**INPUT DATA:**
========

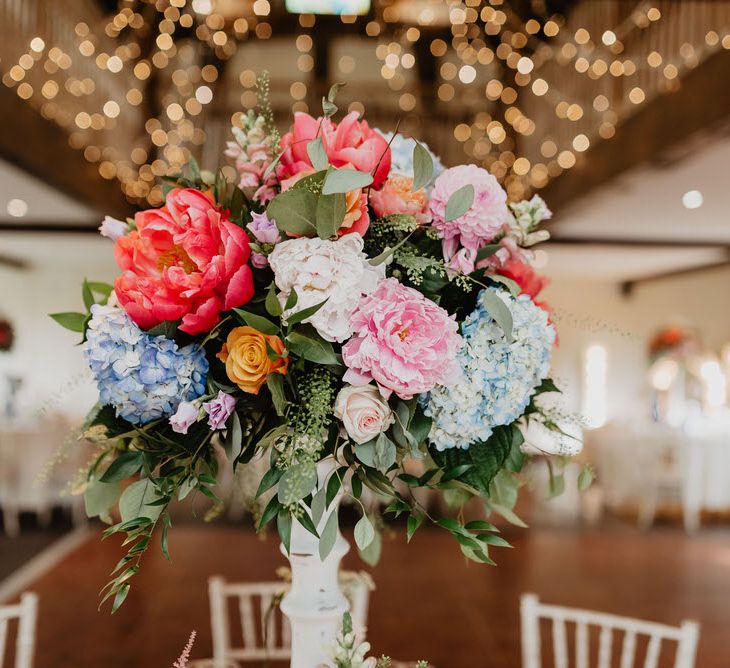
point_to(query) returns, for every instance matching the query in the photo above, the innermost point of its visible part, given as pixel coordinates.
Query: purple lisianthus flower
(264, 229)
(111, 228)
(185, 416)
(219, 409)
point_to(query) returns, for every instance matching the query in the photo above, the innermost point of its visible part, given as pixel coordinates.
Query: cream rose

========

With all pictures omitted, repeat every record above word for word.

point_to(query) returns, for every instance matching the query in the photo above, the innermost point of its visible part, given as pixel coordinates.
Query: purple lisianthus flower
(264, 229)
(111, 228)
(185, 416)
(219, 409)
point_to(query) returns, for every instance matching the query in the photo above, the innermost point of its visible part, given as pixel coordinates.
Query: cream rose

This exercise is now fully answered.